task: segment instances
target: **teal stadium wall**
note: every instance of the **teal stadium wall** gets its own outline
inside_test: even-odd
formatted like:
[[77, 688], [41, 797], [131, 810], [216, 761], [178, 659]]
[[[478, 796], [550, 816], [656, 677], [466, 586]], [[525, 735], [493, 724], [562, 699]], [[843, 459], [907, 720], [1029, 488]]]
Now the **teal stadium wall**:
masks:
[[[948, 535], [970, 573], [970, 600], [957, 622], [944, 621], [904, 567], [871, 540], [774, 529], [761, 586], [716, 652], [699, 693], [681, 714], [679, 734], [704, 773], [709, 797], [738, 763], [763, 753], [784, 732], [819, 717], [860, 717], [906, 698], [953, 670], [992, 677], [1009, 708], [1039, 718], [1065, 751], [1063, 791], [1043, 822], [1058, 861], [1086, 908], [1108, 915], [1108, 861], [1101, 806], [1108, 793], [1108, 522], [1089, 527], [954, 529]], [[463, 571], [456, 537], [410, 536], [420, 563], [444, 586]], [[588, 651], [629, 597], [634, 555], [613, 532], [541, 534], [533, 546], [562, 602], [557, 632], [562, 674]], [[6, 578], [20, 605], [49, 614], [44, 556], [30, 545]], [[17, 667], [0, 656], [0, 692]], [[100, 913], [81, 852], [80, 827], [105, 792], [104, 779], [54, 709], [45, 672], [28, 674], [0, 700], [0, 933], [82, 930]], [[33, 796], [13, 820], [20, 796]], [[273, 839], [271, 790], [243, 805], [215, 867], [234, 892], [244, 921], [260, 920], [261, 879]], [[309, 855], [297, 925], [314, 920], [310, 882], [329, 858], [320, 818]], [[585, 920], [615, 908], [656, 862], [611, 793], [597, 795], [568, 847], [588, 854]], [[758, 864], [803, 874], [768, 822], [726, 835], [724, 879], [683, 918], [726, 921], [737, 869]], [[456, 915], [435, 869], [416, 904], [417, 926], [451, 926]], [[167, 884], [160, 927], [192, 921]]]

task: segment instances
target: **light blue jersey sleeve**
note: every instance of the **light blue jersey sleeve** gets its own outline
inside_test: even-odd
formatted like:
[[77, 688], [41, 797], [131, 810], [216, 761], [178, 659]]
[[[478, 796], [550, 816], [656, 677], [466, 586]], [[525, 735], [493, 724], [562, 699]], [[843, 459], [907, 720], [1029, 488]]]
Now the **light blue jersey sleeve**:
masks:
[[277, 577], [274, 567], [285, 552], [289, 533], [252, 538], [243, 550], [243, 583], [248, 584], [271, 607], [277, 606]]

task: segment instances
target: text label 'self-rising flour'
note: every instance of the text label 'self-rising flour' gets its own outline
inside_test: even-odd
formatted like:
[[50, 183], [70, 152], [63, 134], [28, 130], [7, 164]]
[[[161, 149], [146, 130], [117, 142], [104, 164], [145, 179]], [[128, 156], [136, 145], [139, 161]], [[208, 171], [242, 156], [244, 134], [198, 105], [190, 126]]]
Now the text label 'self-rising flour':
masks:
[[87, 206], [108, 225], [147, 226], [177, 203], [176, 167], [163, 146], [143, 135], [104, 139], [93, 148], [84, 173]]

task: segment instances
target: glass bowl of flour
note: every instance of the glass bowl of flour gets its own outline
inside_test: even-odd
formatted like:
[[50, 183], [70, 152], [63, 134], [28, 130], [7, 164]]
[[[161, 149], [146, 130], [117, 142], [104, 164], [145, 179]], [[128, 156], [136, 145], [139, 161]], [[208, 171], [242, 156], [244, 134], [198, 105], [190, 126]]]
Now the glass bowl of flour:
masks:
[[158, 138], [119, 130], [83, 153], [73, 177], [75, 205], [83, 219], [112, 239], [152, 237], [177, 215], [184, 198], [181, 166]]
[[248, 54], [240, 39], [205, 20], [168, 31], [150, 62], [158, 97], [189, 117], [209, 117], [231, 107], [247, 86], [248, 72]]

————

**Task to carry out**
Transcribe all of the material exactly. Omit nothing.

**Response to this exercise**
task: segment instances
target: **teal stadium wall**
note: every instance of the **teal stadium wall** gets its own outline
inside_test: even-odd
formatted like:
[[77, 688], [41, 797], [131, 810], [216, 761], [178, 659]]
[[[478, 796], [550, 816], [656, 677], [466, 586]], [[525, 735], [493, 724], [562, 699]], [[843, 459], [907, 720], [1029, 488]]]
Now the **teal stadium wall**:
masks:
[[[948, 535], [970, 573], [970, 600], [957, 622], [944, 621], [904, 567], [871, 540], [774, 529], [761, 586], [716, 652], [699, 693], [681, 714], [679, 734], [704, 773], [709, 797], [738, 763], [763, 753], [784, 732], [819, 717], [860, 717], [906, 698], [953, 670], [992, 677], [1009, 708], [1039, 718], [1065, 751], [1063, 791], [1043, 822], [1058, 861], [1086, 908], [1108, 915], [1108, 861], [1101, 806], [1108, 793], [1108, 522], [1089, 527], [954, 529]], [[463, 571], [456, 537], [410, 536], [420, 563], [444, 586]], [[588, 651], [629, 597], [634, 555], [613, 532], [541, 534], [533, 546], [562, 602], [557, 632], [562, 674]], [[6, 578], [20, 605], [49, 614], [44, 556], [30, 545]], [[17, 667], [0, 656], [0, 692]], [[100, 913], [81, 852], [80, 827], [105, 792], [104, 779], [54, 709], [45, 672], [28, 674], [0, 700], [0, 933], [82, 930]], [[33, 796], [13, 820], [20, 796]], [[273, 839], [271, 790], [243, 805], [215, 867], [234, 892], [244, 921], [260, 920], [261, 879]], [[309, 855], [297, 925], [314, 920], [310, 882], [329, 858], [320, 818]], [[585, 920], [615, 908], [656, 862], [611, 793], [597, 795], [568, 847], [588, 854]], [[758, 864], [803, 874], [768, 822], [726, 835], [724, 879], [683, 918], [726, 921], [737, 869]], [[456, 915], [435, 869], [416, 904], [417, 926], [451, 926]], [[167, 884], [160, 927], [192, 921]]]

task: segment instances
target: **light blue jersey sleeve**
note: every instance of the **light blue jersey sleeve** gets its own outline
inside_test: even-odd
formatted like:
[[77, 688], [41, 797], [131, 810], [216, 761], [178, 659]]
[[[478, 796], [550, 816], [656, 677], [466, 586]], [[525, 735], [493, 724], [562, 699]], [[843, 459], [907, 720], [1029, 488]]]
Now the **light blue jersey sleeve**:
masks:
[[277, 577], [274, 567], [285, 552], [289, 533], [252, 538], [243, 550], [243, 583], [248, 584], [271, 607], [277, 606]]

task: segment instances
target: text label 'self-rising flour'
note: every instance of the text label 'self-rising flour' gets its own outline
inside_test: even-odd
formatted like:
[[50, 183], [70, 152], [63, 134], [28, 130], [7, 164]]
[[[161, 149], [146, 130], [117, 142], [104, 164], [145, 179]], [[128, 156], [136, 145], [139, 161]], [[208, 171], [242, 156], [244, 134], [198, 105], [190, 126]]]
Now the text label 'self-rising flour':
masks:
[[87, 206], [108, 225], [147, 226], [177, 203], [176, 167], [163, 146], [143, 135], [104, 139], [93, 148], [84, 173]]

task: segment instances
target: glass bowl of flour
note: every instance of the glass bowl of flour gets its own outline
inside_test: even-odd
formatted like:
[[50, 183], [70, 152], [63, 134], [28, 130], [7, 164]]
[[[161, 149], [146, 130], [117, 142], [104, 164], [145, 179]], [[128, 156], [136, 145], [139, 161]], [[208, 171], [242, 156], [244, 134], [198, 105], [190, 126]]]
Now the glass bowl of flour:
masks:
[[158, 138], [119, 130], [83, 153], [73, 177], [75, 205], [83, 219], [112, 239], [152, 237], [177, 215], [184, 198], [181, 166]]
[[248, 54], [240, 39], [205, 20], [168, 31], [150, 62], [158, 97], [189, 117], [209, 117], [231, 107], [247, 86], [248, 72]]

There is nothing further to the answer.